- [SOURCE MATERIAL]:
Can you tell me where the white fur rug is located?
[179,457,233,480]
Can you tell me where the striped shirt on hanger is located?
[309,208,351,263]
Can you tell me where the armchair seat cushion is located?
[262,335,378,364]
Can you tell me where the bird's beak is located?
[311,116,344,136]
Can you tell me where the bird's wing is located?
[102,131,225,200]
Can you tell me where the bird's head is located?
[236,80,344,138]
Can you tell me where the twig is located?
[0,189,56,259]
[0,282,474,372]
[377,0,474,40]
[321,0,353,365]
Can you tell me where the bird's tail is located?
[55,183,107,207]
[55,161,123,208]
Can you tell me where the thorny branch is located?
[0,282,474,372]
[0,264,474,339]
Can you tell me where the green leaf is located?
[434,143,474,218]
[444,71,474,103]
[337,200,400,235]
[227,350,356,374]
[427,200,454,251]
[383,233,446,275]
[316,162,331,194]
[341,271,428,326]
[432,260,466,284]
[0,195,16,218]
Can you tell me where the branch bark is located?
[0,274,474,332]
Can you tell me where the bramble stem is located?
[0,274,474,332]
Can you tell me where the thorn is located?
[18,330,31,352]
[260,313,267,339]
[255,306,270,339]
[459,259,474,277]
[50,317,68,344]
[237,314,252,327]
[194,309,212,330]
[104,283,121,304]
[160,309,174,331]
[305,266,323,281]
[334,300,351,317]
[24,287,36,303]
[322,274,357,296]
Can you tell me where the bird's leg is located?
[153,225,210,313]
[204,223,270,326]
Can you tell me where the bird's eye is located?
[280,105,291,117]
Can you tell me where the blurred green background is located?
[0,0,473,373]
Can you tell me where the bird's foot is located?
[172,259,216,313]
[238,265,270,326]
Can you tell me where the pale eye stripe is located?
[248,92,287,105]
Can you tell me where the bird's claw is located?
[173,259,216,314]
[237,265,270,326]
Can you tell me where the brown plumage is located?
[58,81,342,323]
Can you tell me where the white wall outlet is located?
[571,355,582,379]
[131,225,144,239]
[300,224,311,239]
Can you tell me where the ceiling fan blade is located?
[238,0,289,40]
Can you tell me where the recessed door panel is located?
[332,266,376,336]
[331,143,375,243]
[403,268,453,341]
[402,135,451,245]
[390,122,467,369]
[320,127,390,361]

- [TASK OBJECTIVE]: Update the data by replacing every "is located" with "can be found" and write out all the lines again, leaving everything else as it is.

- [TASK OUTPUT]:
Can you tell me where the white fur rug can be found?
[179,457,233,480]
Can you tell me where the striped shirt on hanger can be found?
[309,208,351,263]
Can you tell me where the armchair seat cushion can be found?
[262,335,378,364]
Can you tell me where the bird's beak can be found?
[311,116,344,136]
Can you tell me where the bird's wing can be found?
[102,131,225,200]
Can you tell me where the bird's head can be found?
[236,80,344,138]
Can you tell me where the twig can be found?
[0,189,56,259]
[0,282,474,372]
[377,0,474,40]
[321,0,353,365]
Can you tell me where the bird's tail can be found?
[55,183,107,207]
[55,161,123,208]
Can you tell me where the thorny branch can be found?
[0,282,474,372]
[0,264,474,339]
Can you tell me where the green leaf can be found?
[434,143,474,218]
[444,71,474,103]
[337,200,400,235]
[227,350,356,374]
[427,200,454,251]
[383,233,446,275]
[316,162,331,194]
[341,271,428,326]
[432,260,466,284]
[0,195,16,218]
Can you tell me where the branch bark can be found?
[0,274,474,332]
Can you tell me where the bramble stem can be found?
[0,274,474,332]
Can you tell me where the thorn can be found?
[18,330,31,352]
[260,313,267,339]
[255,306,270,339]
[459,259,474,277]
[50,317,68,344]
[237,314,252,327]
[194,309,212,330]
[104,283,121,304]
[160,309,174,331]
[305,266,323,281]
[334,300,351,317]
[24,287,36,303]
[322,274,357,296]
Can you tell me where the bird's leg can be found?
[153,225,210,313]
[204,223,270,326]
Can you tell me where the bird's eye can be found?
[280,105,291,117]
Can you tell me where the blurred green background can be found?
[0,0,473,373]
Can you tell me where the bird's foot can be found?
[172,259,216,313]
[238,265,270,326]
Can you tell me where the pale eye stripe can be found?
[248,92,287,105]
Can you tell me where the bird's claw can be found?
[173,259,216,314]
[237,265,270,326]
Can you tell me where the brown plumage can be found?
[58,81,342,323]
Can you tell me where the white wall outlet can be found?
[571,355,582,379]
[131,225,144,239]
[300,224,311,239]
Can you tell me where the ceiling fan blade can be found?
[238,0,289,40]
Can you tell me where the recessed door panel can be found?
[332,266,376,336]
[331,143,375,243]
[403,268,453,341]
[402,135,451,245]
[390,122,467,369]
[320,127,390,361]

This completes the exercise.